* _Exercise description_
Give back, word for word, the lines in the listing below from the one holding "Target: person in white top" down to the one holding "Target: overcast sky", both ends included.

┄┄┄┄┄┄┄┄┄┄

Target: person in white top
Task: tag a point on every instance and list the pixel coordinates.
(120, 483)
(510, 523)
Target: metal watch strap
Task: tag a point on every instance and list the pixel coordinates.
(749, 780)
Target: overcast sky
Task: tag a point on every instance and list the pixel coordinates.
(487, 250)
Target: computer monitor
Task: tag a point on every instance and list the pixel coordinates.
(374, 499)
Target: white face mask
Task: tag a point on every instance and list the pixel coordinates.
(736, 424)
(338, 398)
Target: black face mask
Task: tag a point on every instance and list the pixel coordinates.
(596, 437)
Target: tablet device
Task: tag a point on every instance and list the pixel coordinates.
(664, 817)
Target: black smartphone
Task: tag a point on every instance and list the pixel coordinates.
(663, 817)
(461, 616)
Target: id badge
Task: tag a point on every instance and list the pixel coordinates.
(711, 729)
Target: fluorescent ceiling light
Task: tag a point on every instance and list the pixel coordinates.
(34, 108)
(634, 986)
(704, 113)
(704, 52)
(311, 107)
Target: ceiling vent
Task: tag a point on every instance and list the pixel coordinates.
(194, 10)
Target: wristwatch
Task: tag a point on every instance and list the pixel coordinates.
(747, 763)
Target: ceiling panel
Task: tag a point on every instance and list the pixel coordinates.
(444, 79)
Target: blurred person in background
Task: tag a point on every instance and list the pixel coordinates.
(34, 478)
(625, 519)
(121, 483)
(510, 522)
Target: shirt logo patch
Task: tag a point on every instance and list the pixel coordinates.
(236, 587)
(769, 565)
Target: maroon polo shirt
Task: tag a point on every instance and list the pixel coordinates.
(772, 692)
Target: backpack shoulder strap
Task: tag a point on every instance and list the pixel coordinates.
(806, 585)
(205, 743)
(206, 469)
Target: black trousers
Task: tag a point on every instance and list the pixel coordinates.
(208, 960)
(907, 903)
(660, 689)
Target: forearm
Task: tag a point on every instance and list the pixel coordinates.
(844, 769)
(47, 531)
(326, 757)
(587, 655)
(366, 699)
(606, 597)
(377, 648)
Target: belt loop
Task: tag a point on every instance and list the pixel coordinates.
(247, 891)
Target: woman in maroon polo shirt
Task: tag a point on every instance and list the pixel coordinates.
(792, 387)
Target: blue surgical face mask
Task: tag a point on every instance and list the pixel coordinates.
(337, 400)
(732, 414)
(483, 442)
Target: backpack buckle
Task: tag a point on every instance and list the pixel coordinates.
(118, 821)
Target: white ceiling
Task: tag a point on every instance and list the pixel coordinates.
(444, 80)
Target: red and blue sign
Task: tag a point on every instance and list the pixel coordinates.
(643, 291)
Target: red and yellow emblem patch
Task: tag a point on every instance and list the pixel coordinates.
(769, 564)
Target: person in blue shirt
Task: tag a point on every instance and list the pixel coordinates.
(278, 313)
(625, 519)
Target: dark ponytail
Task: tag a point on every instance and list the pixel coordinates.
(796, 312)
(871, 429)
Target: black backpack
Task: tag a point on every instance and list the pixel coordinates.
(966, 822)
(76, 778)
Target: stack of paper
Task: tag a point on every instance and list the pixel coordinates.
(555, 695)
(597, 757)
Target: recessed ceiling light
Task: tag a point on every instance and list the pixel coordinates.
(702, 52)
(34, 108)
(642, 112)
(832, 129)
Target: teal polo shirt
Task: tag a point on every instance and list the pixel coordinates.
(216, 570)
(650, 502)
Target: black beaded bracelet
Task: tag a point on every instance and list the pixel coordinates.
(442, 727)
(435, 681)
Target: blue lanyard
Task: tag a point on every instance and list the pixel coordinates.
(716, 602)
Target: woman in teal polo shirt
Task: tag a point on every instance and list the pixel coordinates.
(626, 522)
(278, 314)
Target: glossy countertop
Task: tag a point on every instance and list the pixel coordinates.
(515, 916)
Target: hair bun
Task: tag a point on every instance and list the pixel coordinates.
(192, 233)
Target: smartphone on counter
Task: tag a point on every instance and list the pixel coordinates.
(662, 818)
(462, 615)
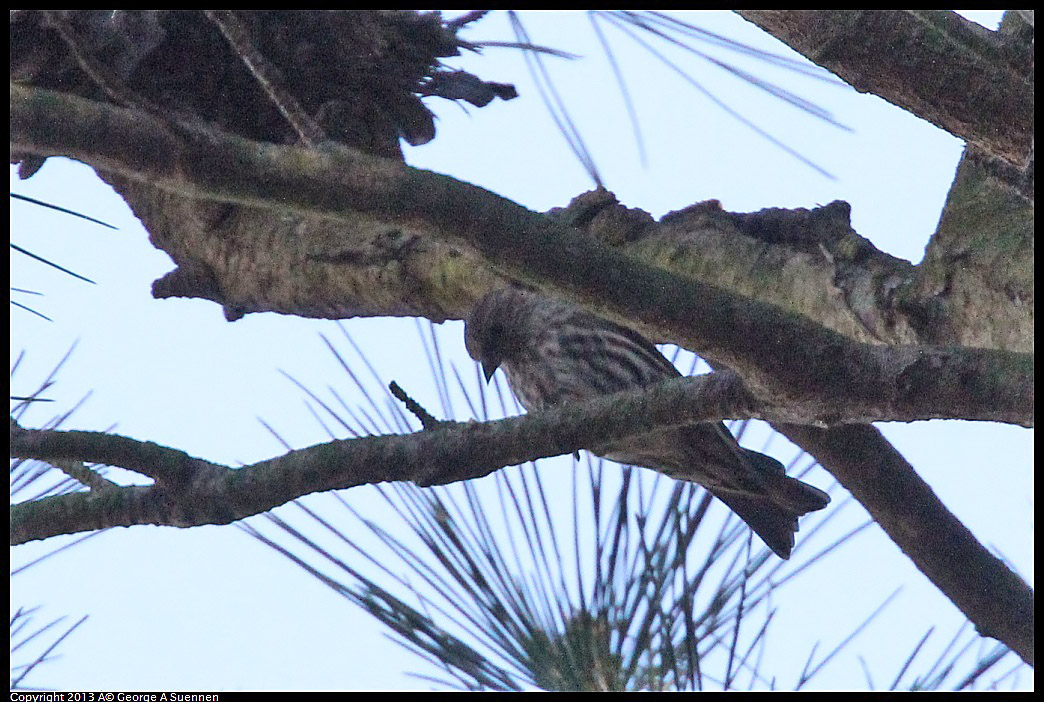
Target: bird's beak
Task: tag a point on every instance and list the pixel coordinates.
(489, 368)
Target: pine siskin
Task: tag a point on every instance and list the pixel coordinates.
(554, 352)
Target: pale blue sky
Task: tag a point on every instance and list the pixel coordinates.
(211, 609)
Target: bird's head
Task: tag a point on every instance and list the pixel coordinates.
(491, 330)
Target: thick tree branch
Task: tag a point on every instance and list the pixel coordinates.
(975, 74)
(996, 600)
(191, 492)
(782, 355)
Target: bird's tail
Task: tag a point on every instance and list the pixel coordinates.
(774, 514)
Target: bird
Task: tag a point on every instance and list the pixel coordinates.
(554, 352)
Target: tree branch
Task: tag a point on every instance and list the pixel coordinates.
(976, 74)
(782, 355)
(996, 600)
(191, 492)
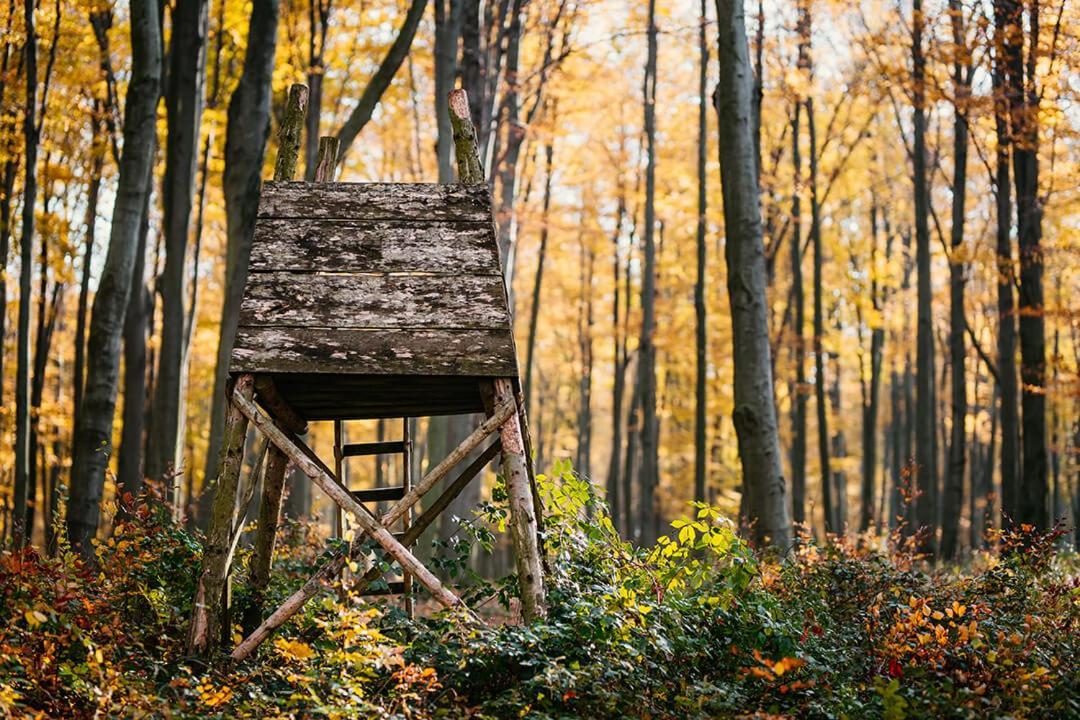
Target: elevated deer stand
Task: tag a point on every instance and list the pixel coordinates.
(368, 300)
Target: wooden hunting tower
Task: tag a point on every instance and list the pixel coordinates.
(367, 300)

┄┄┄┄┄┄┄┄┄┄

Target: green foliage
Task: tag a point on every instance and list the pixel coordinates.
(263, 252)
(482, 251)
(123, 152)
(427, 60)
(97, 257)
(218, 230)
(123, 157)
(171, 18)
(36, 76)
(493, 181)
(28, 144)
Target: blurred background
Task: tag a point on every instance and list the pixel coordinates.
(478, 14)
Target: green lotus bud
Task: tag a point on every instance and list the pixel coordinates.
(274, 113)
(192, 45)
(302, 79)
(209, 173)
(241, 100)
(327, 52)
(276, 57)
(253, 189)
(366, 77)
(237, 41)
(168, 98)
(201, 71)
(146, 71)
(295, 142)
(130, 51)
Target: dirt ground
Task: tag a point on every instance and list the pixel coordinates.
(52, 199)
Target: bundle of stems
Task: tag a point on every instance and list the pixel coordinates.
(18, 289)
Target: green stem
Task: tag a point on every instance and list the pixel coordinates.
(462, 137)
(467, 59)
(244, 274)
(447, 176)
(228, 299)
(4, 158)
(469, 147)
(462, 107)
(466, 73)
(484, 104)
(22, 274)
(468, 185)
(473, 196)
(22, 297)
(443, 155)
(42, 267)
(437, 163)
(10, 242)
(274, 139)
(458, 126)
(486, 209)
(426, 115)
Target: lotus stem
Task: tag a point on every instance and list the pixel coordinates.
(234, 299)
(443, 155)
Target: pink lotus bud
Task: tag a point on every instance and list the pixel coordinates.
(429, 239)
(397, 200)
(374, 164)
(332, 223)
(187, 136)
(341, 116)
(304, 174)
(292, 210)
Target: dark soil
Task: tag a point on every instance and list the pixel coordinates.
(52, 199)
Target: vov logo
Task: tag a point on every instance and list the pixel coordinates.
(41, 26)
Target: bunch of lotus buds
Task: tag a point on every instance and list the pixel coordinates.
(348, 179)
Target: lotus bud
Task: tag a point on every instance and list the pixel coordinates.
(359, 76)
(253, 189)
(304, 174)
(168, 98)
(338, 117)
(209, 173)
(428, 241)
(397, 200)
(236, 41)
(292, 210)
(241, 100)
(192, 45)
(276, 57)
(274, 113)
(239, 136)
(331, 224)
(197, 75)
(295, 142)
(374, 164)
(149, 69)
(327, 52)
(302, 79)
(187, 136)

┄┄┄┄┄┄┄┄┄┄

* _Written response_
Target: person in white top
Task: tag a point on every instance and list the pixel coordinates.
(120, 483)
(510, 523)
Target: metal watch strap
Task: tag a point on every instance and list the pixel coordinates.
(749, 780)
Target: overcast sky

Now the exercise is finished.